## PASSAGE PROVIDED
>> start
10G switch drops traffic for a split second

TJ Trout tj at pcguys.us
Tue Nov 29 21:53:23 UTC 2016


I plan on disabling FC on everything tonight, I've done that before but I
want to be sure.

Anything that can be done about the 2 x 1G peers trunking to the 10G router
transition that can be fixed? should I be rate limiting the vlan for the
peers at 1G so the 10G router isn't trying to send more than 1G?

On Tue, Nov 29, 2016 at 1:47 PM, Michael Loftis <mloftis at wgops.com> wrote:

> Yes it is absolutely possible to overrun the buffers.  Any kind of
> backpressure (FC) from hosts, or 10G->1G transitions can easily cause
> it.  Even if in a 10s window you're not over 1G if the 10G sender
> attempts to back to back too many frames in a row (Like say sendfile()
>> end
## Data extracted from a collection
>> start
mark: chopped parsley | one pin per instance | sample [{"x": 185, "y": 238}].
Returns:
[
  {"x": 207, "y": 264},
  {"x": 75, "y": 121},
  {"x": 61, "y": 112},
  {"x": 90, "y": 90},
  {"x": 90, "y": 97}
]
>> end
## AIM OF THE EXERCISE
Repeat word for word the part of the mailing list post about the 10G switch, starting with "10G switch drops" and going on through "more than 1G?".

## EXERCISE OUTPUT
10G switch drops traffic for a split second

TJ Trout tj at pcguys.us
Tue Nov 29 21:53:23 UTC 2016


I plan on disabling FC on everything tonight, I've done that before but I
want to be sure.

Anything that can be done about the 2 x 1G peers trunking to the 10G router
transition that can be fixed? should I be rate limiting the vlan for the
peers at 1G so the 10G router isn't trying to send more than 1G?